### TRECHO DO TEXTO
++++++++++

2021 pode ser visto como "o ano em que perdemos o fôlego"? E como recuperá-lo, principalmente aqueles que tiveram burnout ligado ao trabalho, para seguir em frente?
O primeiro passo é reconhecer que você perdeu o fôlego -- eu adorei essa frase -- e ativamente descobrir uma estratégia para lidar com isso que não seja apenas "tirar férias". Férias realmente ajudam (acabei de tirar minhas primeiras férias verdadeiramente repousantes desde a pandemia, e foram incrivelmente energizantes), mas não são suficientes.
A recuperação tem a ver com aprender a dizer "não"?
Como você vai redefinir e depois continuar a diminuir a carga geral de responsabilidades e reorientar a colocação do trabalho em sua vida? Para mim, tem sido realmente praticar o dizer "não", mesmo para coisas que quero dizer "sim". E, conscientemente, cavando horários dos dias que não estão abertos a incursões de trabalho.
Por que decidiu escrever sobre sua experiência com o burnout?
Sou formada como acadêmica, mas como acadêmica feminista, para quem o pessoal é sempre político. Sempre me pareceu importante priorizar os privilégios, o histórico de classe e a posição a partir dos quais estava escrevendo.
Mas, por ter escrito para a internet por tanto tempo, sabia que era importante ilustrar também os conceitos mais amplos do que estava falando no livro. Então, comecei a me interessar por esses conceitos porque, bem, eles aconteceram comigo.
Pensei que outras pessoas poderiam considerá-los identificáveis (especialmente o processo de negar que eu estava exausta). E esse parece ser o caso. No entanto, foi importante expandir o livro além de minha própria posição, e é por isso que tantas outras vozes e experiências de burnout estão incluídas.
Você teve vergonha do diagnóstico de burnout?
Estava definitivamente envergonhada antes de chegar aos termos do que ele pode ser, porque para mim ter burnout significava não poder lidar com a carga de trabalho, e eu ainda estava lidando com ela. Mas, assim que descobri que o esgotamento poderia se manifestar de maneira diferente, foi muito esclarecedor e até reconfortante.
Por que diz que os millenials não sabem descansar?
Essa geração se acostumou com o sentimento de instabilidade e precariedade. E para encontrar alguma aparência de segurança nesse sentimento, eles sentem a necessidade de trabalhar o tempo todo.
Uma pesquisa mostrou que, no Brasil, as mulheres se sentem mais ansiosas, oprimidas e sofrem mais de transtornos psicológicos do que os homens durante a pandemia. Como podemos nos ajudar a sair dessa realidade?

++++++++++

### DADOS EXTRAÍDOS
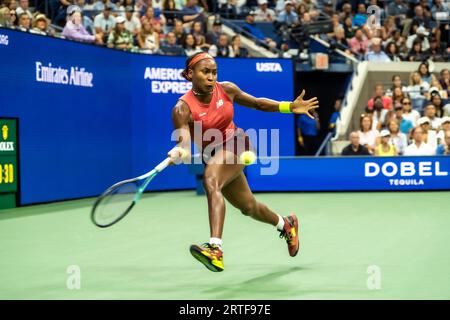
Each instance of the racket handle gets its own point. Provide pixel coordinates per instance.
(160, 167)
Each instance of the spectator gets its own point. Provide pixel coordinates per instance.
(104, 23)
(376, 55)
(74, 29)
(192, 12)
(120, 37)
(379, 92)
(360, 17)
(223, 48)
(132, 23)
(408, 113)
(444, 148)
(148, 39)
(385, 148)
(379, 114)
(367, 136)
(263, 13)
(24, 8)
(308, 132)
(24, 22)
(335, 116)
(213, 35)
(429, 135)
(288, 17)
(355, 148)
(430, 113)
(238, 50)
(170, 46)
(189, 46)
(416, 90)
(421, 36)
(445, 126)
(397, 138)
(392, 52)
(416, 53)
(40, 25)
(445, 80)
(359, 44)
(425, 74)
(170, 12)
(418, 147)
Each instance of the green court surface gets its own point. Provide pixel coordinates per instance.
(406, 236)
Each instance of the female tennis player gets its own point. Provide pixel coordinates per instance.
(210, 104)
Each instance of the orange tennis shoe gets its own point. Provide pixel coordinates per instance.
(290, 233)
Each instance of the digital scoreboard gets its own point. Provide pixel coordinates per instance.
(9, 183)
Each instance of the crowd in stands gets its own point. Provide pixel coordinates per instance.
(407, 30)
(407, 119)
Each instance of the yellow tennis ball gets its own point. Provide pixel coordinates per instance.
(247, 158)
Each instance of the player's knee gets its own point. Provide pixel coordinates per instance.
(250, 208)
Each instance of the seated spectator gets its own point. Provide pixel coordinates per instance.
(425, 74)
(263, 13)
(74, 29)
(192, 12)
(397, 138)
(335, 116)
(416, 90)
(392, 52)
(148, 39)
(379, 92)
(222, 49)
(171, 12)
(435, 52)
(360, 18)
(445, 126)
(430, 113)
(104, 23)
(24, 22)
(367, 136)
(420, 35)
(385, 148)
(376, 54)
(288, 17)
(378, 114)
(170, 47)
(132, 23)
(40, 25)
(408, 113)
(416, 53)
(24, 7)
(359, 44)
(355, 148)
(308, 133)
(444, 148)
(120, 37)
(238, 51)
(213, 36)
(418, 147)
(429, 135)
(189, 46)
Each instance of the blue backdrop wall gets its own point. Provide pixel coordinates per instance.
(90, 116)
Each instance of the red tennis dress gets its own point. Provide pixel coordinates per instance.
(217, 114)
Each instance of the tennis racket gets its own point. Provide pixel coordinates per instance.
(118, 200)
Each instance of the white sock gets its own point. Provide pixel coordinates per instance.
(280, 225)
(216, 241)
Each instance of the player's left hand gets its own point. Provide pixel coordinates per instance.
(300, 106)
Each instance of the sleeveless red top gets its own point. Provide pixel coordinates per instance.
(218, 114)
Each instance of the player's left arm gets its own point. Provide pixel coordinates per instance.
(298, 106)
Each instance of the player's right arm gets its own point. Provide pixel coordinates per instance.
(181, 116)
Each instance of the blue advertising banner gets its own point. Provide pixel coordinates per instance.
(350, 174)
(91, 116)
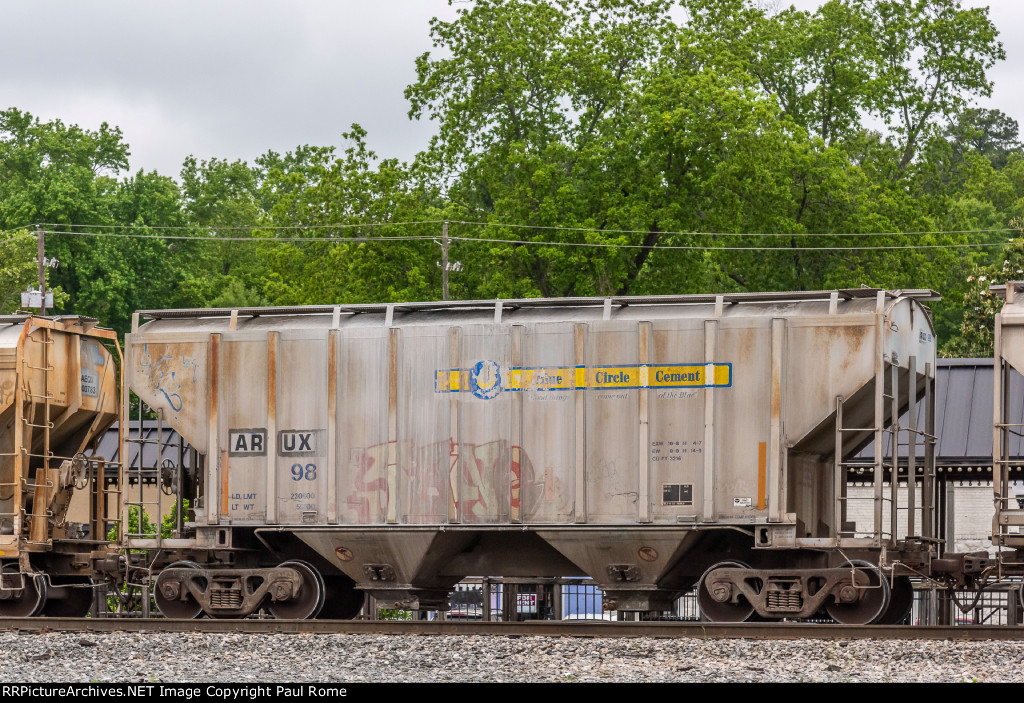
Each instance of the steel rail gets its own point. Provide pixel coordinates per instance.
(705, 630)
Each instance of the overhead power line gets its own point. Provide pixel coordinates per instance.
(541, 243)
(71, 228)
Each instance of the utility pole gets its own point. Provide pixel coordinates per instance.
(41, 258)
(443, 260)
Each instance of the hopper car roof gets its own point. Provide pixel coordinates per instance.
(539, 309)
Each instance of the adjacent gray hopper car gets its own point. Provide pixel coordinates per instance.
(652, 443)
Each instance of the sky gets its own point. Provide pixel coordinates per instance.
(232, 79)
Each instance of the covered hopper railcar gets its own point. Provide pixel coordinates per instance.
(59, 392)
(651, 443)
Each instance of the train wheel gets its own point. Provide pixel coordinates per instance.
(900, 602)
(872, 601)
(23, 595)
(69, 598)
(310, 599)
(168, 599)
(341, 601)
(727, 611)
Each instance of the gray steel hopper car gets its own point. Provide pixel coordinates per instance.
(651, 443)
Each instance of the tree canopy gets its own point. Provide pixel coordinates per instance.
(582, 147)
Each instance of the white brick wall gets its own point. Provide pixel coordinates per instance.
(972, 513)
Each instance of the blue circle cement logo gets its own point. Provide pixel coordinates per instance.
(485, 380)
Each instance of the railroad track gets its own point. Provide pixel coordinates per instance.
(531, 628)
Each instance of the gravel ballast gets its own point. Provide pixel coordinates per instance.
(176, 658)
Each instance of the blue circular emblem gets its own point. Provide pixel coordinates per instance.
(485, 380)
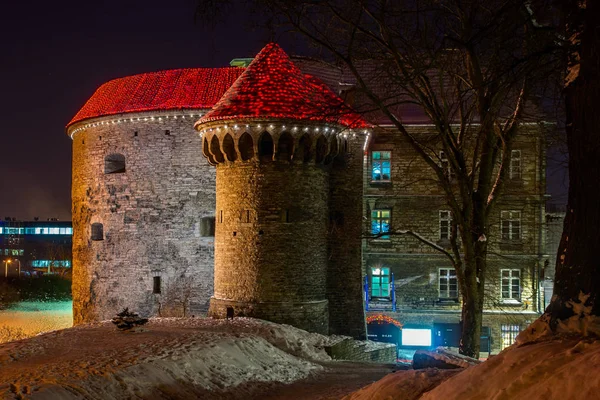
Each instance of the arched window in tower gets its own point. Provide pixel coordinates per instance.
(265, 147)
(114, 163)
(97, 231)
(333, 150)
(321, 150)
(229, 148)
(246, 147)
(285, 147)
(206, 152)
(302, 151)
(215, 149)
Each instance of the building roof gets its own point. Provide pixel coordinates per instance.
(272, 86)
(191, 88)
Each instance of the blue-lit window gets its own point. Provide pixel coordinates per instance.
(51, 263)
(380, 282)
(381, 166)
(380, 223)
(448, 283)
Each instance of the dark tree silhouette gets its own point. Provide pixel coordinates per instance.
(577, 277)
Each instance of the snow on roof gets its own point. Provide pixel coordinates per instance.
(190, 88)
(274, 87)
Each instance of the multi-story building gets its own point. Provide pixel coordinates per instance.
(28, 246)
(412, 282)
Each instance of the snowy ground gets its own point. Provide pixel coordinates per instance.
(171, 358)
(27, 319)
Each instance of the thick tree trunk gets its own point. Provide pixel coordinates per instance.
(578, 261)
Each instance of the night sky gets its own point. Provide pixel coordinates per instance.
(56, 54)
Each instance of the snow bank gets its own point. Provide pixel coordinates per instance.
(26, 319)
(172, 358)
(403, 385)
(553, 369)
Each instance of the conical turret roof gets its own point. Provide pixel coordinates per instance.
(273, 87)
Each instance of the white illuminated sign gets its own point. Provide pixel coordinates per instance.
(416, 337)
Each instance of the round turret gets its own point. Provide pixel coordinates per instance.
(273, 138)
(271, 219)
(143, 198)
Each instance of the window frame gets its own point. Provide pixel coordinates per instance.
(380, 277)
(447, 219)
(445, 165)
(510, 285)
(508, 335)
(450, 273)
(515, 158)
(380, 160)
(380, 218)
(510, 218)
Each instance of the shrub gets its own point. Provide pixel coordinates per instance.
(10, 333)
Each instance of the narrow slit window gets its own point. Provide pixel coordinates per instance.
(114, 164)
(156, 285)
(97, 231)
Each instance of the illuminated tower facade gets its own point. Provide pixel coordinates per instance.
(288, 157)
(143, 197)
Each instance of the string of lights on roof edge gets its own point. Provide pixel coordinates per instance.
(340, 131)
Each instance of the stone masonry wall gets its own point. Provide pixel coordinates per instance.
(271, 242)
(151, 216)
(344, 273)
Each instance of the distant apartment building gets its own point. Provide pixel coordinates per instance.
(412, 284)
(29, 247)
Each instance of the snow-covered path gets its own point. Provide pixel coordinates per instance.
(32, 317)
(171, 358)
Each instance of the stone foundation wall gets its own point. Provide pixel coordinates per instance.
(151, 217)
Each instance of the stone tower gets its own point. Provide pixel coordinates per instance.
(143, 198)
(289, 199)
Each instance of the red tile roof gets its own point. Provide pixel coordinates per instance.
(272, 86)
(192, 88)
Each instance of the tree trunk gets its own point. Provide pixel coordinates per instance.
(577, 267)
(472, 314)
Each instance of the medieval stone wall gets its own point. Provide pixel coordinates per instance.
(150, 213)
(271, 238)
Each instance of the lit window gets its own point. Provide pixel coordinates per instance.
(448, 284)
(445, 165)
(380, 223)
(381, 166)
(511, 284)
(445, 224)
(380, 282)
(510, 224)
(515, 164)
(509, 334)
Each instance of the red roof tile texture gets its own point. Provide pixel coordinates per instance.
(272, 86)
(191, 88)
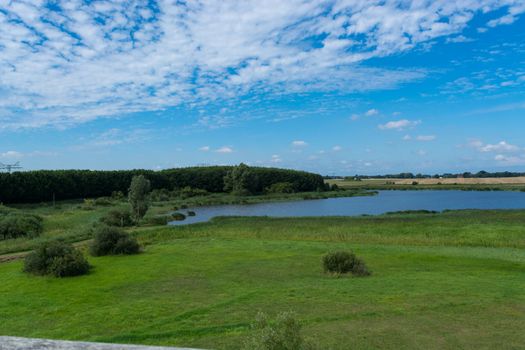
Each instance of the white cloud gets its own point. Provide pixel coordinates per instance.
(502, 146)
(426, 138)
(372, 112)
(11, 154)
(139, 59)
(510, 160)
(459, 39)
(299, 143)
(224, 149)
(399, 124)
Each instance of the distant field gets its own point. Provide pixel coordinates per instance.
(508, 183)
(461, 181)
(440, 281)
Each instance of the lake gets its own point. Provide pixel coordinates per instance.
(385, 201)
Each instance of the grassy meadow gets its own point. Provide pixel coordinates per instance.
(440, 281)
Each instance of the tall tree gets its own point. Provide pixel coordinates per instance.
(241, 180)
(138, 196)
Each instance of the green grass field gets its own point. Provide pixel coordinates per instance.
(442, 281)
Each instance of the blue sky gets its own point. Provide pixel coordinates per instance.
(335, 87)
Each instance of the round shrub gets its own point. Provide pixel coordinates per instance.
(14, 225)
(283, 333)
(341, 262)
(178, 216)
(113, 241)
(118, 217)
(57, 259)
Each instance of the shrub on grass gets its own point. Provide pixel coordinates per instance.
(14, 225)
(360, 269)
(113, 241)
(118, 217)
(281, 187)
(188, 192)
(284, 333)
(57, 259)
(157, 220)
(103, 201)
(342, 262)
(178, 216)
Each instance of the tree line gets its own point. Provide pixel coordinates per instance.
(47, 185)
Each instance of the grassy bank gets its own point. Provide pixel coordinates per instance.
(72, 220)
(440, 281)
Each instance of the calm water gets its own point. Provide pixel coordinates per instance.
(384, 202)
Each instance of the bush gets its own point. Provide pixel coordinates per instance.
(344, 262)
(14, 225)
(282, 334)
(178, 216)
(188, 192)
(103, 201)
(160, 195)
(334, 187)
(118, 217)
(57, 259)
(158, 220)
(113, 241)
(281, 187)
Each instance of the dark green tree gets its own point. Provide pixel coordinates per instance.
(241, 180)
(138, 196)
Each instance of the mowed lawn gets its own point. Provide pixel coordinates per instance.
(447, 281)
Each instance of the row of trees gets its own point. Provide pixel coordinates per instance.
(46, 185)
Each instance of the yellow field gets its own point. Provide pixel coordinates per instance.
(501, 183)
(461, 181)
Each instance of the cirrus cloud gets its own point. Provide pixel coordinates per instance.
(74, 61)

++++++++++

### DESCRIÇÃO DA TAREFA
Segundo a entrevista sobre burnout, por que a geração millennial sente a necessidade de trabalhar o tempo todo?

### RESPOSTA
Para encontrar alguma aparência de segurança no sentimento de instabilidade e precariedade com que essa geração se acostumou.